■ **WHAT IS BEING ASKED**
Your answer should consist of the lines in the data below that contain "clicks".

■ **EXERCISE INPUTS**
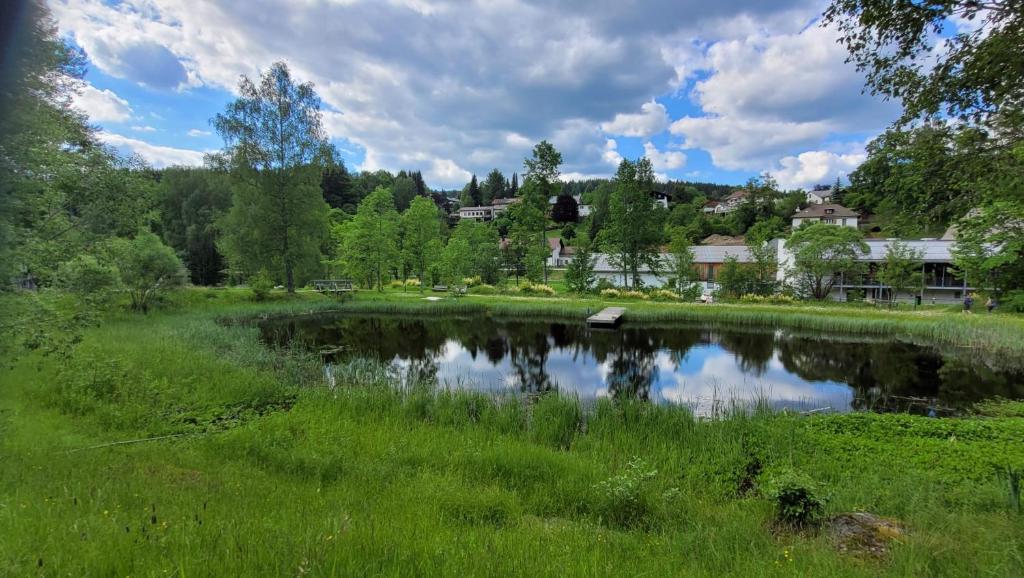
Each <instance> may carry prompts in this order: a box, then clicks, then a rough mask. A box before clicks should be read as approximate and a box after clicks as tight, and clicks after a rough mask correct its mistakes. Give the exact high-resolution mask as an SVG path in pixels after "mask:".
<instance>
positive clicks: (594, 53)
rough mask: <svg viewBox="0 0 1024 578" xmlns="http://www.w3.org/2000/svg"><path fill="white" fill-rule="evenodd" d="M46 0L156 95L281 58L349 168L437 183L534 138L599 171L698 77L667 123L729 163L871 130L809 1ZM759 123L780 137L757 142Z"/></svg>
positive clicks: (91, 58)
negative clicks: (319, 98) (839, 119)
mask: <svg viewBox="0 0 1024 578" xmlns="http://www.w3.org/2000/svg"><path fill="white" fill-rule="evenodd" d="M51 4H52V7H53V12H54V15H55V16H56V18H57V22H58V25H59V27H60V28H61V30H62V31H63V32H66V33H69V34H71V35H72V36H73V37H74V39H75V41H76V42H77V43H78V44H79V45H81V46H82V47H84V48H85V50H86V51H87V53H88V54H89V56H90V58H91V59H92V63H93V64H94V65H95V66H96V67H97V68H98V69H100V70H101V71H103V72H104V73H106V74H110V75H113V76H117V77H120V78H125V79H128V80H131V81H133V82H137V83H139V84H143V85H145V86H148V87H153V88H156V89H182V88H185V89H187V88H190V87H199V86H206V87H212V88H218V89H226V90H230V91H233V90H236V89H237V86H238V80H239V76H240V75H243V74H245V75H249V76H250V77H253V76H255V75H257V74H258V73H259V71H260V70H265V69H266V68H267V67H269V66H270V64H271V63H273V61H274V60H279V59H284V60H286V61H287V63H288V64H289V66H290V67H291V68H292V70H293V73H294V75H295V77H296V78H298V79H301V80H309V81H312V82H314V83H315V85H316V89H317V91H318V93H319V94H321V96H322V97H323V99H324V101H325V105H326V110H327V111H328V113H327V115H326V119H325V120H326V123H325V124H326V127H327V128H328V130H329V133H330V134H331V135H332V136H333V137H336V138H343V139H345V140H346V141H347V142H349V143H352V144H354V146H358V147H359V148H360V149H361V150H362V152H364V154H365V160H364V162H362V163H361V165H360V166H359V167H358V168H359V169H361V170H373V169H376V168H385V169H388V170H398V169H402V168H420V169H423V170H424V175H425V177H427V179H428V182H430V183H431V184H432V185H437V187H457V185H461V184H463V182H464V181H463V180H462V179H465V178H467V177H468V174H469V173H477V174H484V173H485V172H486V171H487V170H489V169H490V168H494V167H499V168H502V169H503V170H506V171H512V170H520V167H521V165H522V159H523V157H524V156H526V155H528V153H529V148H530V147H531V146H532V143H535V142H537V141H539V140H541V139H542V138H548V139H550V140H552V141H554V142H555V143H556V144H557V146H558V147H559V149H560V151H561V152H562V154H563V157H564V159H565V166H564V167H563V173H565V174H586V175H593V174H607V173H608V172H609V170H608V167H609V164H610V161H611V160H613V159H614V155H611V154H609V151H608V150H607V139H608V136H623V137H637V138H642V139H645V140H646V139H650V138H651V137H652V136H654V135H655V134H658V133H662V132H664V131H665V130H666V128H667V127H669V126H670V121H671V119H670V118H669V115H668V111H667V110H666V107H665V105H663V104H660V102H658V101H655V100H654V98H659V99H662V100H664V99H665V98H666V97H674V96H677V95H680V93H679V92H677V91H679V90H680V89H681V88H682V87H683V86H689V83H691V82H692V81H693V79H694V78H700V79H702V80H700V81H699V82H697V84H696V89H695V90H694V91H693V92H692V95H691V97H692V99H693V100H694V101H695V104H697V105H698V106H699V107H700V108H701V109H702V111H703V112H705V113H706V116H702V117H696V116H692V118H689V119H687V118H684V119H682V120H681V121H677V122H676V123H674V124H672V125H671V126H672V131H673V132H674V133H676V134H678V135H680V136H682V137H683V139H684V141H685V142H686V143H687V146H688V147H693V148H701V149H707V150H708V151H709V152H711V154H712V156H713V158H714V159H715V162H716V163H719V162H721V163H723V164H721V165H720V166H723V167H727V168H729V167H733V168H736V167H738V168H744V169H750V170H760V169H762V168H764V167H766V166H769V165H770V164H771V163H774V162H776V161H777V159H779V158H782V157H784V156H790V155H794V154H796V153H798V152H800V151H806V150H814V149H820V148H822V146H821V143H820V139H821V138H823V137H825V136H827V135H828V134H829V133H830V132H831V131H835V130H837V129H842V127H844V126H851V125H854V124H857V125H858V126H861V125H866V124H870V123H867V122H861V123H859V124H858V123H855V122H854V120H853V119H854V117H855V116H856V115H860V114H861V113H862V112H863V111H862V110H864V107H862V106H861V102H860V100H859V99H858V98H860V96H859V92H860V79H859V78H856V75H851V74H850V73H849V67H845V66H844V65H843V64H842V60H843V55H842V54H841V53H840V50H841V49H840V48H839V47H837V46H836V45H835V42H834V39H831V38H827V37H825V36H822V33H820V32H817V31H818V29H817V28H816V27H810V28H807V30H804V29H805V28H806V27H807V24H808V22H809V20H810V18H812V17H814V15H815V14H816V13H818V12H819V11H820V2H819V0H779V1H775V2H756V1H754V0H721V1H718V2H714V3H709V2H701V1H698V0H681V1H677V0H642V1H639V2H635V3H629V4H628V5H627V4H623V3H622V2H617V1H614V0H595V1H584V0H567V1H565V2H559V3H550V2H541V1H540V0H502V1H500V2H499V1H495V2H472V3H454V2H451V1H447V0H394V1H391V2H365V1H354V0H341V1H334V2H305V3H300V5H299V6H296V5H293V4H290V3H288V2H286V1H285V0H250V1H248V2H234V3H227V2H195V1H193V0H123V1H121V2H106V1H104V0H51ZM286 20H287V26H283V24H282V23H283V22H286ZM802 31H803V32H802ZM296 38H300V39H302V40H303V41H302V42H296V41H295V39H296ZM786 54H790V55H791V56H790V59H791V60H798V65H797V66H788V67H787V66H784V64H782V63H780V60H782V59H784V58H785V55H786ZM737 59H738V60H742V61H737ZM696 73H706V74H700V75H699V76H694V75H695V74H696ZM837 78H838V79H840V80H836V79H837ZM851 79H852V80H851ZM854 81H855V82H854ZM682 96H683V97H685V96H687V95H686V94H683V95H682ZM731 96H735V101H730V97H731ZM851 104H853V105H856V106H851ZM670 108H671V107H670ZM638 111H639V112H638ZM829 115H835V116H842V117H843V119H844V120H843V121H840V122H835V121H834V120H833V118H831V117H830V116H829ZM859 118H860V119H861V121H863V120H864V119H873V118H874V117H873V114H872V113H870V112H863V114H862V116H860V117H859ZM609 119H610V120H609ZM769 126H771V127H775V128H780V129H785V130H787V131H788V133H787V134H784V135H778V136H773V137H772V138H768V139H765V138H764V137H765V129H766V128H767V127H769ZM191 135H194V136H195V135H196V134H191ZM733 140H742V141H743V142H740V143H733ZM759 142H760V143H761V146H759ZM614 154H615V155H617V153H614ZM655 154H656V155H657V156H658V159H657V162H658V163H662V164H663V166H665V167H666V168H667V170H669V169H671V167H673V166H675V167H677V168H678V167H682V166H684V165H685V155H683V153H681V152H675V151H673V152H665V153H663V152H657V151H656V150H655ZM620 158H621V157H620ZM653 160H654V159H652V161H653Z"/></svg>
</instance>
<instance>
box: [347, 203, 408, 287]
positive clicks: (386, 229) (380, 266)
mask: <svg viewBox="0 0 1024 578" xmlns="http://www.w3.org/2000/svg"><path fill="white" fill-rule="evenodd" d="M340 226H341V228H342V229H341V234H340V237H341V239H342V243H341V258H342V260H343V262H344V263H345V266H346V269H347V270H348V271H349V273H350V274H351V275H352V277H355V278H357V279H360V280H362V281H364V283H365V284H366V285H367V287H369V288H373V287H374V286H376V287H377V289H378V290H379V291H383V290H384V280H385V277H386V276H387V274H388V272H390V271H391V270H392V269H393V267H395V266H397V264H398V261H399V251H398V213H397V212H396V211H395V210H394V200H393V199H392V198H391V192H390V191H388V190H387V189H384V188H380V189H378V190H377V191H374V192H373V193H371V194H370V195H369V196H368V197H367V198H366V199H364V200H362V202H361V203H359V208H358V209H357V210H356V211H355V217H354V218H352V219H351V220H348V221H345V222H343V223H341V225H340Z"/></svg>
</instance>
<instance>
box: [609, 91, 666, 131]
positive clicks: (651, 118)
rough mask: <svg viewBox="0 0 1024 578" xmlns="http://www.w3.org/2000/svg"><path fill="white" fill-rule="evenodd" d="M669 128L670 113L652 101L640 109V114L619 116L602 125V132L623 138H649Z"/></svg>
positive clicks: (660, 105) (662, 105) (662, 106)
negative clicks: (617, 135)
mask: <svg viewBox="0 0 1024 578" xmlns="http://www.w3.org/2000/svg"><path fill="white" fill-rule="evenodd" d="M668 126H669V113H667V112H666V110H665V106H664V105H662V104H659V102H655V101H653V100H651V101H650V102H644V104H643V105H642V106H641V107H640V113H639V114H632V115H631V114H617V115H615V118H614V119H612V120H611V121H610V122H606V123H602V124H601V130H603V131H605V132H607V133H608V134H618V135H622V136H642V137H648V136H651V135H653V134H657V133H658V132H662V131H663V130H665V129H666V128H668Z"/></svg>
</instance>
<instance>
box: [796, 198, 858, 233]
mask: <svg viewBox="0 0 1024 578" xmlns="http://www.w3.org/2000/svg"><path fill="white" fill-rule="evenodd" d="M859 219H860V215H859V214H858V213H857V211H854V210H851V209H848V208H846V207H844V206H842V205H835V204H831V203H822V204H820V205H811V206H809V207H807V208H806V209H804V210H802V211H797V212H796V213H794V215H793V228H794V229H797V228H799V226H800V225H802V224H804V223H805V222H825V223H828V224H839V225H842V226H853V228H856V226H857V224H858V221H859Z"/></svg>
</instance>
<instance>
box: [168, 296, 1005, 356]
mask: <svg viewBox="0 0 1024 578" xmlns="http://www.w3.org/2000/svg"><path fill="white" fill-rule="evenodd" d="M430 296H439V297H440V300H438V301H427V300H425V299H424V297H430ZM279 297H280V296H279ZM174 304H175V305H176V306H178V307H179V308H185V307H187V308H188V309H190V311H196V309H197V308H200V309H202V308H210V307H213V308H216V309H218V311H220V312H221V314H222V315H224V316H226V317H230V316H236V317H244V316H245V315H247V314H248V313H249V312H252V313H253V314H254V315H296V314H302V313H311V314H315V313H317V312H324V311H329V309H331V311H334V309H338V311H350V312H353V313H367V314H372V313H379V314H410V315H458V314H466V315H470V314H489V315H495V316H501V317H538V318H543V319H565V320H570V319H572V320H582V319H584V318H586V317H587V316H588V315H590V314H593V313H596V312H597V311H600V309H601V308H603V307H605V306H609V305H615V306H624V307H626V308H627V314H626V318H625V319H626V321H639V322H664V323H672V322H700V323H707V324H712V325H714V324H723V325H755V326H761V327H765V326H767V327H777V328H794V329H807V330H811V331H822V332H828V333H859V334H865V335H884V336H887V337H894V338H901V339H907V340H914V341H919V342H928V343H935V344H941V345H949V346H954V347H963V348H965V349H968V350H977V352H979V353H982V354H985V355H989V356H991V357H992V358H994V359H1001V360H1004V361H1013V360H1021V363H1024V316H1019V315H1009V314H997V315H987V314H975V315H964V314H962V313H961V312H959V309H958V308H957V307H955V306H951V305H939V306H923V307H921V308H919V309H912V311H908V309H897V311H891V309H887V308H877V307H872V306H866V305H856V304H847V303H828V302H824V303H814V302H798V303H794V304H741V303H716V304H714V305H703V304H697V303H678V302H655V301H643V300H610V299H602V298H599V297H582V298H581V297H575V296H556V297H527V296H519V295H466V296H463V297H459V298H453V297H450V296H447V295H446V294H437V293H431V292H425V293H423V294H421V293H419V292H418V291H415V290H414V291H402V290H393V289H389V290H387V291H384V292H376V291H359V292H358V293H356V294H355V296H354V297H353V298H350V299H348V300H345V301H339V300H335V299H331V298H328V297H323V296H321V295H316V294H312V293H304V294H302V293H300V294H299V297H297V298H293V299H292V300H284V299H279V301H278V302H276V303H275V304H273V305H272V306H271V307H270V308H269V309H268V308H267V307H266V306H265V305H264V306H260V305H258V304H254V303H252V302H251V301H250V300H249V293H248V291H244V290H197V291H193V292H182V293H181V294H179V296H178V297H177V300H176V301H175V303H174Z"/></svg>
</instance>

■ **OUTPUT OF THE EXERCISE**
Each <instance> may carry prompts in this order: a box, then clicks, then a rough mask. A box before clicks should be read as approximate and a box after clicks as tight, and clicks after a rough mask correct its mistakes. Give the exact high-resolution mask as an SVG path in pixels after "mask:".
positive clicks: (594, 53)
positive clicks: (91, 58)
negative clicks: (319, 98) (839, 119)
positive clicks: (386, 229) (380, 266)
positive clicks: (651, 118)
positive clicks: (660, 105) (662, 105) (662, 106)
negative clicks: (617, 135)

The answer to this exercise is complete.